## Text segment
+++++

HT: And as CEO of Hublot, what do you consider the most challenging part of your job?

RG: To build a really integrated manufacture is the most challenging part at Hublot. It is not easy to create your own movement, like the Unico movement, or to have your own materials, like the colored ceramics and the sapphire, and create them all up to a certain standard. The quality is, of course, essential. If we produce a movement that stops or has issues in precision, that can be a big issue. These are really the challenges that you face with having a manufacture. We’re growing and growing in verticalization. Today we’re at 30% watches with our own movement, tomorrow we’re going to be at 70%, and it’s a huge challenge to be able to reach that objective.

HT: So, that’s also your goal? 70% own movements?

RG: Yes, but, of course, it cannot be from one day to another. So now we are planning to build a third building to be able to, not to increase our quantity of watches but also quantities of our integrated in-house movements. On the material side, like with the ceramics, and the sapphire, you deal with sophisticated processes that require a lot of technology as well.

The red ceramic case of the Big Bang MP-11 Red Magic
The red ceramic case of the Big Bang MP-11 Red Magic

HT: You can work on innovation, but you can never really predict when it’s going to be available, and when it’s good enough to produce it in larger quantities. How do you manage that innovation?

RG: We invest a lot in research and development. We have like a hundred projects currently going on in research and development. Some are on materials, some others are on the movements, but we also have projects focusing on design. As we always have new projects, at a certain point, projects are ready every year more or less so we can plan to introduce them as novelties. I sometimes also had to decide unfortunately to stop certain projects because it became clear that they were not feasible. Sometimes you cannot industrialize the concept, or you cannot do it at the right cost or get the right quality. It’s a continuing process of innovation in those different segments that I just mentioned. We work a lot with colored ceramics. We have come up with a red ceramic, which took us five years to develop. So there are always a lot of projects going on, and although some can be postponed, innovation is very key to the success of the brand.

HT: I noticed that with some innovations, you’re so good that other brands just gave up on it, like the sapphire cases. Other brands tried it as well, but then you did it and started with colors, and now we don’t see many other sapphire watches by different brands anymore.

RG: Yeah, it’s really difficult. It’s a big investment, so you have to be a brand with a certain financial power because we are talking about millions of investments. If you are a brand that sells $20 million of watches a year, to invest 2-3 million is impossible. We know that from when we started with Hublot because we were doing $25 million in 2004. To develop a movement even at that time, we couldn’t do it, because it was too much of an investment. So, step by step, that’s why building the manufacture is important. With sapphire, we decided to really take the risk, invest the necessary amounts in improving the manufacturing process and be able to produce not one watch or 10 watches, or 20 watches, but hundreds of watches with sapphire cases.

+++++

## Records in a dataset
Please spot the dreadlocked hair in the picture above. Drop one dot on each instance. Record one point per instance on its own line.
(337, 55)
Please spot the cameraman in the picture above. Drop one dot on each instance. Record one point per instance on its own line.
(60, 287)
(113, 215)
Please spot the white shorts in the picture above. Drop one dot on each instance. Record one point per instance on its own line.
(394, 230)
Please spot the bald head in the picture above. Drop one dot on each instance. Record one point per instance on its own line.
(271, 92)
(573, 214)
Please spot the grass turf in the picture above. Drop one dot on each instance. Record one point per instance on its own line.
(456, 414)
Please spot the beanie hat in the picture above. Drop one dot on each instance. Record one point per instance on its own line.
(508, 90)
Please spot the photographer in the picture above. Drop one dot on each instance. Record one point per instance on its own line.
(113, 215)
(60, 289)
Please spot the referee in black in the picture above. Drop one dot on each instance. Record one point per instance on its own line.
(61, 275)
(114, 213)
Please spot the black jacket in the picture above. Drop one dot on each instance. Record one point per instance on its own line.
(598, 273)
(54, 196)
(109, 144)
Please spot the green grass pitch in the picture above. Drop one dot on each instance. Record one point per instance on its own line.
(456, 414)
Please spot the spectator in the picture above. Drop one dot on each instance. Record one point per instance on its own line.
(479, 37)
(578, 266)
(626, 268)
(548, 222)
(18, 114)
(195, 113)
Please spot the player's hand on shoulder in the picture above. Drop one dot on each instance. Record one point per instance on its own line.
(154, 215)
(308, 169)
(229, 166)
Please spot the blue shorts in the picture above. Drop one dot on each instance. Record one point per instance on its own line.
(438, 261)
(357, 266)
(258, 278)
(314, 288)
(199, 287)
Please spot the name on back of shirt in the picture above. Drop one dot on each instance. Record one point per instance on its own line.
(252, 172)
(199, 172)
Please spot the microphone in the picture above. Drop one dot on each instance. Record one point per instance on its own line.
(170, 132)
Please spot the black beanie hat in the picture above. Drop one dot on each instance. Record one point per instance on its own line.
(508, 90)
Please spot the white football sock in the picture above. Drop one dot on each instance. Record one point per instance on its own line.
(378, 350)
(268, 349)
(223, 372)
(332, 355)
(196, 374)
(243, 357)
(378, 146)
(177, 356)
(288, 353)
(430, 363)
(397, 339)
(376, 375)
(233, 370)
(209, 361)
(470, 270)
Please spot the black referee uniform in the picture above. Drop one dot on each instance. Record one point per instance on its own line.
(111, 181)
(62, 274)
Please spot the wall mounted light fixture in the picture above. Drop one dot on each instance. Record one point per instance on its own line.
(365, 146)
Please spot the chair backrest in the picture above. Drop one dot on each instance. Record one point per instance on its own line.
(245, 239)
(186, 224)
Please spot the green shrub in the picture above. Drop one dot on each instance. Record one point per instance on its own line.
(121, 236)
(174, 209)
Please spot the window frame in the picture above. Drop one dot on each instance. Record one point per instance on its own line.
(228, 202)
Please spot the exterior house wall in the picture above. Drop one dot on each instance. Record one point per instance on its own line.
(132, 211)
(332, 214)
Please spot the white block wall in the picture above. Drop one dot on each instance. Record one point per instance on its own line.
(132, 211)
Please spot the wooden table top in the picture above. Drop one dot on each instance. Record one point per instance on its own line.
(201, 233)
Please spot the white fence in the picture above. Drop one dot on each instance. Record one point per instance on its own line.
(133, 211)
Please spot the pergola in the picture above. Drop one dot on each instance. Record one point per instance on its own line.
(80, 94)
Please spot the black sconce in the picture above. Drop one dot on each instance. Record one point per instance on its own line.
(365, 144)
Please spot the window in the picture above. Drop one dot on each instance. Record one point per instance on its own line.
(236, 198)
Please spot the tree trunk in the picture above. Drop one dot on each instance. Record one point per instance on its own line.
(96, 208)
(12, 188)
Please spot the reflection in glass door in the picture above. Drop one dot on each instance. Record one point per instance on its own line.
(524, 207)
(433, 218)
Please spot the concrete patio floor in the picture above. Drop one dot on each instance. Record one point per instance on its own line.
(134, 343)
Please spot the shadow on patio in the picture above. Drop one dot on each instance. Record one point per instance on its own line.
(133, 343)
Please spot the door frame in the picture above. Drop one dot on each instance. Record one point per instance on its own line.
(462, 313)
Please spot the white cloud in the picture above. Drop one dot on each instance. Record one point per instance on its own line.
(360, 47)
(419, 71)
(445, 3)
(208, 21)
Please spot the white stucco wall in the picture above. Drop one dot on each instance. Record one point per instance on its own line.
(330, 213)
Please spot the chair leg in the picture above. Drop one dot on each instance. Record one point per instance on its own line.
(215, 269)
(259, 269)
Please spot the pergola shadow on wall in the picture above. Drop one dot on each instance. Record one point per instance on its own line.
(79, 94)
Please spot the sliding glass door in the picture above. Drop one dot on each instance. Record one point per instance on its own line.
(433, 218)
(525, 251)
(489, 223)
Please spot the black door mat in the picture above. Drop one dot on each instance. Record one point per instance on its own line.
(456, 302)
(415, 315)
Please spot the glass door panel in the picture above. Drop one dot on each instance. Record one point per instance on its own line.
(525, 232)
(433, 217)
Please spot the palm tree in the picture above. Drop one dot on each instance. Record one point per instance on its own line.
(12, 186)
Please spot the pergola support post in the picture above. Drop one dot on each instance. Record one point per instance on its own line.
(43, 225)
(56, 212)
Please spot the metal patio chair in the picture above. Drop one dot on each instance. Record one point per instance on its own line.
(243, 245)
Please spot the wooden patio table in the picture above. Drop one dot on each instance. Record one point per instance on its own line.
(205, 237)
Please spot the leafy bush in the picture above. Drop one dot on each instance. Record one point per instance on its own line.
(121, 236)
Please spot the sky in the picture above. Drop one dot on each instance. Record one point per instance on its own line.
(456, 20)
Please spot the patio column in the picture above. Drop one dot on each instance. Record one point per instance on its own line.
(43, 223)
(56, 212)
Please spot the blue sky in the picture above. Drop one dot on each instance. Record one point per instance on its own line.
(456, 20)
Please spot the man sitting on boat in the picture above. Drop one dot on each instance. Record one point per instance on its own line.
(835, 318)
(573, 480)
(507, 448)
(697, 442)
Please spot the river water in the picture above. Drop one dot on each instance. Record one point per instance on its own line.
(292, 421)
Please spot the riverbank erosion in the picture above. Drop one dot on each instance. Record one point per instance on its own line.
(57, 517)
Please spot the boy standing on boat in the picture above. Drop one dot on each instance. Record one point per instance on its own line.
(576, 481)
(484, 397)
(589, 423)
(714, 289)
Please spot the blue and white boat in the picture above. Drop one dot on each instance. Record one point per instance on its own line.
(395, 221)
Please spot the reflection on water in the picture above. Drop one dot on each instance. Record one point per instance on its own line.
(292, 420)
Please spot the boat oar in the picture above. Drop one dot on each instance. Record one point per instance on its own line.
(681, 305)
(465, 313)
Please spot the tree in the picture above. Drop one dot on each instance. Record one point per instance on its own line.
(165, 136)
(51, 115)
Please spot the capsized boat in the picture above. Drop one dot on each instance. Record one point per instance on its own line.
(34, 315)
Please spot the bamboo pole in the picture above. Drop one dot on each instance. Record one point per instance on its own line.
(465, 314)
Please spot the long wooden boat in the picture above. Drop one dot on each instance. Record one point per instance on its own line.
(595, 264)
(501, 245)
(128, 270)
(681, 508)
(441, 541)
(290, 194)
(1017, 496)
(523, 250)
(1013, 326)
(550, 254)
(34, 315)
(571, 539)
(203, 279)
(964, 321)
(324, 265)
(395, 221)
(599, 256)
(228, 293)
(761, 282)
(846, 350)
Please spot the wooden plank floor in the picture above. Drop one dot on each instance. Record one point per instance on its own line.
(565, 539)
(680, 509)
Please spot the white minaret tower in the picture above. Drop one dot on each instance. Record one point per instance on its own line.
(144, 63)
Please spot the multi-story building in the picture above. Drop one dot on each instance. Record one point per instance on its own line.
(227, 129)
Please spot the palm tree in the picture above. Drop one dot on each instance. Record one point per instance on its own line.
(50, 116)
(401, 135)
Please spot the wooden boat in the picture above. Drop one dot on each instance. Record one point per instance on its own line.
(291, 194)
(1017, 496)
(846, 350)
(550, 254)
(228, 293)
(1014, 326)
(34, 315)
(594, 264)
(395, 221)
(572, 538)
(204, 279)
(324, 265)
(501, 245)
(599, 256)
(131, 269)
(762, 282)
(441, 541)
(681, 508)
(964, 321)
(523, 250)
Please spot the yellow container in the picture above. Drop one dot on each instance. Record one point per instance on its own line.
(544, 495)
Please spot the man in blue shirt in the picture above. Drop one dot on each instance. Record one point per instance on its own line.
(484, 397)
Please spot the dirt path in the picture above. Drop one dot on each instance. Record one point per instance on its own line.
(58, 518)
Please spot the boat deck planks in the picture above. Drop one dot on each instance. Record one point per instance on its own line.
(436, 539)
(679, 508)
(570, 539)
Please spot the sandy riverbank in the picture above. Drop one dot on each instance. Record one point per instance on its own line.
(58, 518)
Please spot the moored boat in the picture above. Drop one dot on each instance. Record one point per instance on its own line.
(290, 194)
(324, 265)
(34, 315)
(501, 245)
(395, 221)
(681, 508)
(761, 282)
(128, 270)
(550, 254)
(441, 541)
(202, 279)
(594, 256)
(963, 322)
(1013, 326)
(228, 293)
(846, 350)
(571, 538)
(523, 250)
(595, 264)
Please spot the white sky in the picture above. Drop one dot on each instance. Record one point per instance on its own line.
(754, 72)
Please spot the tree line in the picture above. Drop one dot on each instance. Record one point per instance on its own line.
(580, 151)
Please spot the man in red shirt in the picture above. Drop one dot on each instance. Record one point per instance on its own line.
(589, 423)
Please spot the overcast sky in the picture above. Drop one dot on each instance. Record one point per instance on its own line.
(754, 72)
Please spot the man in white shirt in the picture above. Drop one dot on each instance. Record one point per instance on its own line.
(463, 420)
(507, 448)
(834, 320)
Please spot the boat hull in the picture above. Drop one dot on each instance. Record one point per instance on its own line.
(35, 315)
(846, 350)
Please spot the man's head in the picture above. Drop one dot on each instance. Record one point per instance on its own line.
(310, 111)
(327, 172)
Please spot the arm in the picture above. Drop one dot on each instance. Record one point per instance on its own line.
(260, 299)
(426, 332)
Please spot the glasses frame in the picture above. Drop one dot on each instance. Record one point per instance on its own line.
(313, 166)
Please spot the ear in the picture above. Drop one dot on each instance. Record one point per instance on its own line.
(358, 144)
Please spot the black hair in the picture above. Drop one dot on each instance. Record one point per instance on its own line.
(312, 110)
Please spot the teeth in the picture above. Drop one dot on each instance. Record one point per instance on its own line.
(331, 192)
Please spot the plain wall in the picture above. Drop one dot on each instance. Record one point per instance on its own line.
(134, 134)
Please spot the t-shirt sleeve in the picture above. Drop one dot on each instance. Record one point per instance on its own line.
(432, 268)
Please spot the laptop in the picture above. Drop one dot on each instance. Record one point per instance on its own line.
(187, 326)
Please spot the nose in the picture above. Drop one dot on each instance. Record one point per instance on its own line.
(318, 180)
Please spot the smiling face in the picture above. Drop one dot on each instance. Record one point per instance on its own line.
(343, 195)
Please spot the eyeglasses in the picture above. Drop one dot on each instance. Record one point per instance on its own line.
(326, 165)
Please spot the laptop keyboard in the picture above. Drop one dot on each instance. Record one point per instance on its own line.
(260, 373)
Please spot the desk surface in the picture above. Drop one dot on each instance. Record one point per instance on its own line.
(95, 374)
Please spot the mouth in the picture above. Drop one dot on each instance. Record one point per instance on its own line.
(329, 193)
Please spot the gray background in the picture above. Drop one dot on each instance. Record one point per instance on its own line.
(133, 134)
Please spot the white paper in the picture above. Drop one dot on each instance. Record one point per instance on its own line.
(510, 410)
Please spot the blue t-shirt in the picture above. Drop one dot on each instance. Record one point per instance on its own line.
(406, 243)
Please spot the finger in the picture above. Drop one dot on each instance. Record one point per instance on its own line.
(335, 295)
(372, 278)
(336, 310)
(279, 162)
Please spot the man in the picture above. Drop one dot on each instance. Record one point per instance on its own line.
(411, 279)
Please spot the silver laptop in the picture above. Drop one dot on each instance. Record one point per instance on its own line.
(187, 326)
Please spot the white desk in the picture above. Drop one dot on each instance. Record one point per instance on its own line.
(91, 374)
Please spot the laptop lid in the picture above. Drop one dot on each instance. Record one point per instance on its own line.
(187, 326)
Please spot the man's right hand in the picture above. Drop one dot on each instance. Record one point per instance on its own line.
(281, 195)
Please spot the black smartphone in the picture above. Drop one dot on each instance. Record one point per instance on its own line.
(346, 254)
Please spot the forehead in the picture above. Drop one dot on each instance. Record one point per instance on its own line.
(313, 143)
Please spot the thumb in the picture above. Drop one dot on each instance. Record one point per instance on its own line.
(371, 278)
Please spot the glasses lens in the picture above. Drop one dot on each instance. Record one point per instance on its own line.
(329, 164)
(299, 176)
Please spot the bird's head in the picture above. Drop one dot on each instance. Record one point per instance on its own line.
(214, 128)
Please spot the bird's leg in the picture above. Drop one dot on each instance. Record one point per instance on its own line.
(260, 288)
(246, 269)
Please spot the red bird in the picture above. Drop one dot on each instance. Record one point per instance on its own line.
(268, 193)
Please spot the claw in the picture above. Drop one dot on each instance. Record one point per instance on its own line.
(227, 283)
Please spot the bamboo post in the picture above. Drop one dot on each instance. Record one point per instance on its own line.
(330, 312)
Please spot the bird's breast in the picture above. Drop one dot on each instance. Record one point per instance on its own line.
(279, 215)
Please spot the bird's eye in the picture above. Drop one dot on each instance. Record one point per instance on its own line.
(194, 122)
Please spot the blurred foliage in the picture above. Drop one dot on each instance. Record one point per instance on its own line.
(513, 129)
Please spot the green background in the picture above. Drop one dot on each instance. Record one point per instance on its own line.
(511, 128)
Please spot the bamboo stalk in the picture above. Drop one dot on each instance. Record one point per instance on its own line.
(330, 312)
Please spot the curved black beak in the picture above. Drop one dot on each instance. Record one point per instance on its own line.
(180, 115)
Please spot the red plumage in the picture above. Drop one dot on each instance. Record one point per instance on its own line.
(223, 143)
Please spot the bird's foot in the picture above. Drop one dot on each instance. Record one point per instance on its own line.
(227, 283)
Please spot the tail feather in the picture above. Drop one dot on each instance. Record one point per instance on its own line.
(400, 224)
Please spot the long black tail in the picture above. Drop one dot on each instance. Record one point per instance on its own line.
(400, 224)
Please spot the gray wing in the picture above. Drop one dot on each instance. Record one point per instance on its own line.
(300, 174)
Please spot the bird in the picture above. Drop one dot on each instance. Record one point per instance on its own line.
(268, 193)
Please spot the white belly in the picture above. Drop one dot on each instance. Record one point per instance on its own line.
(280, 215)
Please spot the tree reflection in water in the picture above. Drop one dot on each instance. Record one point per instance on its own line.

+++++

## Directions
A - According to the Hublot interview, how long did it take to develop the red ceramic?
B - In the Hublot interview, what reasons are given for stopping research and development projects? List every reason.
C - Do the following statements agree with the Hublot interview? (i) Hublot currently makes 70% of its watches with its own movement. (ii) Hublot has about a hundred research and development projects under way. (iii) Hublot was doing $25 million in 2004.

## Answers provided
A - Five years.

B -
- The concept cannot be industrialized.
- It cannot be done at the right cost.
- The right quality cannot be achieved.

C -
(i) No: "Today we’re at 30% watches with our own movement, tomorrow we’re going to be at 70%"
(ii) Yes: "We have like a hundred projects currently going on in research and development."
(iii) Yes: "we were doing $25 million in 2004."